CONSIGNE 1 » Selon le texte sur le capitalocène et Mayotte, quels phénomènes augmentent en fréquence et en intensité ? Citez-les tous.
CONSIGNE 2 » Reprenez le texte sur le capitalocène et Mayotte à la suite de sa dernière phrase et poursuivez-le.

Notre monde n’est pas anthropocène il est capitalocène. Autrement dit, c’est un mode de production spécifique, ici le capitalisme, qui engendre un dérèglement climatique sans précédent. Ce n’est pas sans raison si l’année 2024 est la plus chaude jamais enregistrée, dépassant le seuil de l’année 2023 ; si les inondations augmentent en fréquence et en intensité, idem pour les cyclones, les pénuries d’eau et les maladies infectieuses. C’est bien un mode de production spécifique qui engendre ces perturbations et qui met en danger les conditions d’habitabilité de la planète. La régularité toujours plus grande des catastrophes naturelles et l’augmentation de leur intensité est donc un fait social, si ce n’est le fait social majeur de notre époque dont les territoires du Sud sont les premières victimes. 

Mayotte est aussi victime d’un traitement colonial, celui-ci s’inscrivant dans une gestion raciale globale des outre-mer. Mayotte, département le plus pauvre de France, vit dans des conditions d’habitabilité qui n’ont rien à voir avec celles de la métropole. La réalité est la suivante : si Mayotte serait un département métropolitain, ses caractéristiques sociales ne seraient pas aussi précaires. Autrement dit, jamais l’Etat français ne laisserait un département métropolitain vivre avec un taux de pauvreté aussi grand (77 % de la population) et vivant dans un bâti insalubre pour la moitié d’entre eux, et indécent pour l’écrasante majorité de la population. Les mahorais et les mahoraises vivent cette inégalité suprême d’être des citoyens et citoyennes de seconde zone, dont leur seul intérêt pour l’Etat bourgeois étant de faire partie d’une île de l’Océan Indien, c’est-à-dire de constituer une zone géostratégique importante. Jamais l’Etat bourgeois et son racisme d’Etat ne laisserait des blancs vivre dans de telles conditions. Les seuls moments politiques où Mayotte est sur le devant de la scène, ce n’est pas pour lutter contre la pauvreté, pour sécuriser les bâtiments, pour répondre à l’enjeu de l’enfance qui compose 50 % de la population, mais pour stigmatiser l’immigration irrégulière. On voit bien ici les préoccupations principales de la classe politique bourgeoise. La réalité est que le déni du social à Mayotte est un déni organisé et conscient car rendre Mayotte plus vivable, c’est prendre le risque de créer un appel d’air sur l’immigration clandestine et de favoriser la venue de Comoriens sur le territoire. Ainsi, le sacrifice de Mayotte résulte d’un choix politique.

DONNÉES »
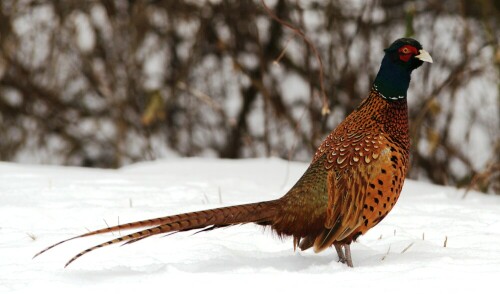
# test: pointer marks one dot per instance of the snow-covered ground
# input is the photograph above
(40, 205)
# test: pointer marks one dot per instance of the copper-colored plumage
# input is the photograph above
(352, 183)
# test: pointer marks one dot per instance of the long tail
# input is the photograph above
(260, 213)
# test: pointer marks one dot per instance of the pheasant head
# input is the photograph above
(401, 58)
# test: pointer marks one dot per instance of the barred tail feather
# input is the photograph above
(262, 213)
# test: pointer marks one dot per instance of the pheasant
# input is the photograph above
(352, 183)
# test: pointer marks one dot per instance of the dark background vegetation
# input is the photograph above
(106, 83)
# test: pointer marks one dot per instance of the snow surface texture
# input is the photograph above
(42, 205)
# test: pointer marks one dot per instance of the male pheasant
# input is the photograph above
(352, 183)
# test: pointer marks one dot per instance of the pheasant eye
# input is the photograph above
(406, 52)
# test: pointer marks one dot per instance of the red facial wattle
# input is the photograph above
(406, 52)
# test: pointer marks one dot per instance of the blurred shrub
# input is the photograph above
(106, 83)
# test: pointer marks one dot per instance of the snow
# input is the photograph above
(41, 205)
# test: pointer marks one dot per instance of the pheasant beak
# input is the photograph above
(424, 56)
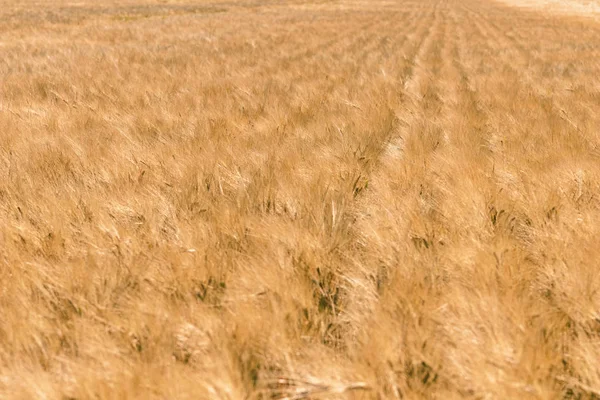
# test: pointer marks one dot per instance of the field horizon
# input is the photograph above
(296, 199)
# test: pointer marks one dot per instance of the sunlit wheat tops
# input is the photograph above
(343, 199)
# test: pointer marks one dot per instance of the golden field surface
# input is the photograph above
(296, 199)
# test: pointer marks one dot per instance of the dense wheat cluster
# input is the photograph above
(298, 199)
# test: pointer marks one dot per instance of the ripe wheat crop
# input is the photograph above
(296, 199)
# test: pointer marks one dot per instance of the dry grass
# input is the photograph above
(342, 199)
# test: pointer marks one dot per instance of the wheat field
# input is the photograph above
(298, 199)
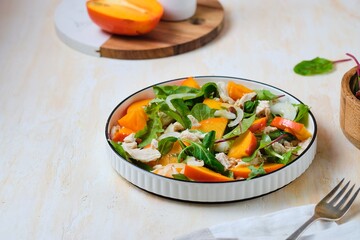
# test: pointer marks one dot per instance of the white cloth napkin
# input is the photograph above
(277, 225)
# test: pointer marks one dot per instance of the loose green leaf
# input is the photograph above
(243, 127)
(250, 107)
(166, 144)
(265, 141)
(313, 67)
(119, 149)
(209, 90)
(302, 113)
(201, 112)
(209, 141)
(198, 151)
(265, 95)
(180, 115)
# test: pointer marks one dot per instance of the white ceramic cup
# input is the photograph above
(178, 10)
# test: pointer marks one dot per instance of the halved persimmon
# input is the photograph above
(125, 17)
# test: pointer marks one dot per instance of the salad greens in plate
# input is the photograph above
(215, 132)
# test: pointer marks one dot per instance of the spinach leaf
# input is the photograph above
(150, 132)
(250, 106)
(166, 144)
(243, 127)
(201, 112)
(198, 151)
(302, 113)
(265, 141)
(119, 149)
(315, 66)
(284, 158)
(265, 95)
(180, 115)
(209, 90)
(209, 141)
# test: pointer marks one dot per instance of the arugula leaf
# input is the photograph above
(119, 149)
(250, 106)
(265, 141)
(179, 117)
(209, 90)
(166, 144)
(284, 158)
(265, 95)
(256, 171)
(243, 127)
(209, 141)
(201, 112)
(315, 66)
(302, 113)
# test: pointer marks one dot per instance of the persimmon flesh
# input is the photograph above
(125, 17)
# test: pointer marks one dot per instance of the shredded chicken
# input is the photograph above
(263, 108)
(144, 154)
(247, 97)
(269, 129)
(194, 162)
(222, 147)
(194, 121)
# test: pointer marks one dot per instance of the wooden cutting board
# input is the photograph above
(167, 39)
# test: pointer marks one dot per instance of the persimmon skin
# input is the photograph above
(123, 26)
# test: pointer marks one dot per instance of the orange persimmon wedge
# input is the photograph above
(243, 146)
(211, 103)
(138, 104)
(134, 120)
(190, 82)
(295, 128)
(171, 156)
(244, 171)
(258, 125)
(125, 17)
(236, 91)
(121, 133)
(203, 174)
(213, 124)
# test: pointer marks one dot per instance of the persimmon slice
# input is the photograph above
(125, 17)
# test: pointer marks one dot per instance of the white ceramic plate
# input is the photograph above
(218, 191)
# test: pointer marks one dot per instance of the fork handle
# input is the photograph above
(298, 232)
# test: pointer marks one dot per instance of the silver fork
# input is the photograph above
(330, 208)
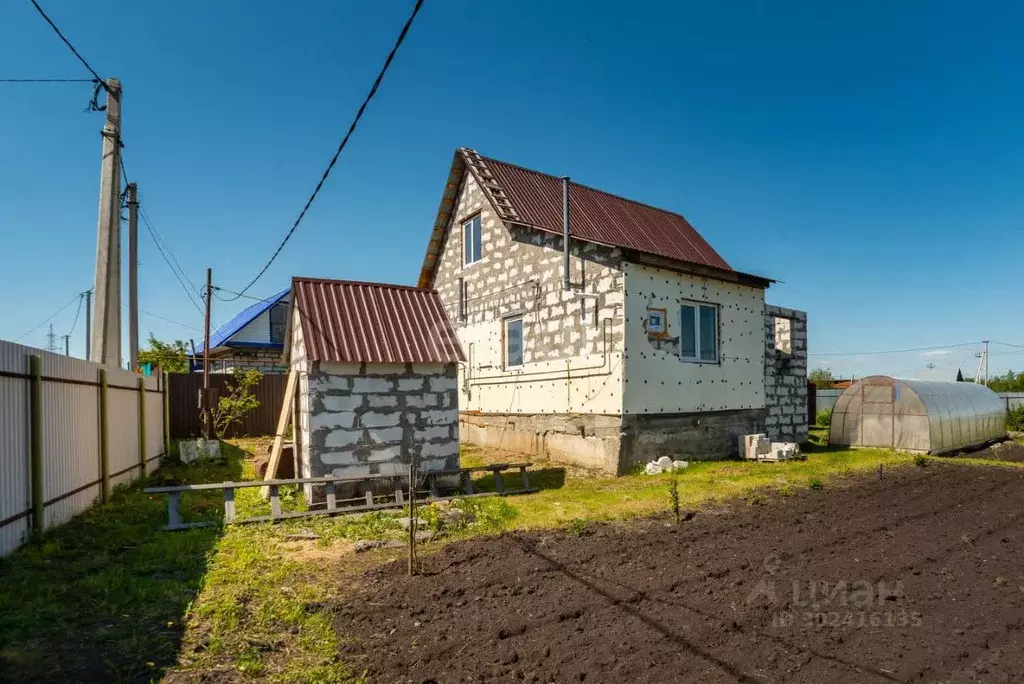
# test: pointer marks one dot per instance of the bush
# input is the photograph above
(1015, 419)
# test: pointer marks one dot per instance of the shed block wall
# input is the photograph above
(785, 374)
(369, 419)
(572, 345)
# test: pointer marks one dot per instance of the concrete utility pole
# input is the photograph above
(132, 276)
(105, 345)
(986, 361)
(206, 356)
(88, 321)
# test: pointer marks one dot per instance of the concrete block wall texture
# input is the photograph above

RÉPONSE 1 »
- les inondations
- les cyclones
- les pénuries d'eau
- les maladies infectieuses

RÉPONSE 2 »
La combinaison de ces deux faits sociaux, le système capitalocène et le capitalisme colonial, engendre des effets carabinés lorsque se déploient des catastrophes naturelles comme ce cyclone Chido. La question principale aujourd’hui est la suivante : la classe politique bourgeoise relèvera-t-elle le défi humanitaire et social qui s’oblige à elle en prenant en compte la diversité des facteurs citée dans cet article ? Rien n’est moins sûr.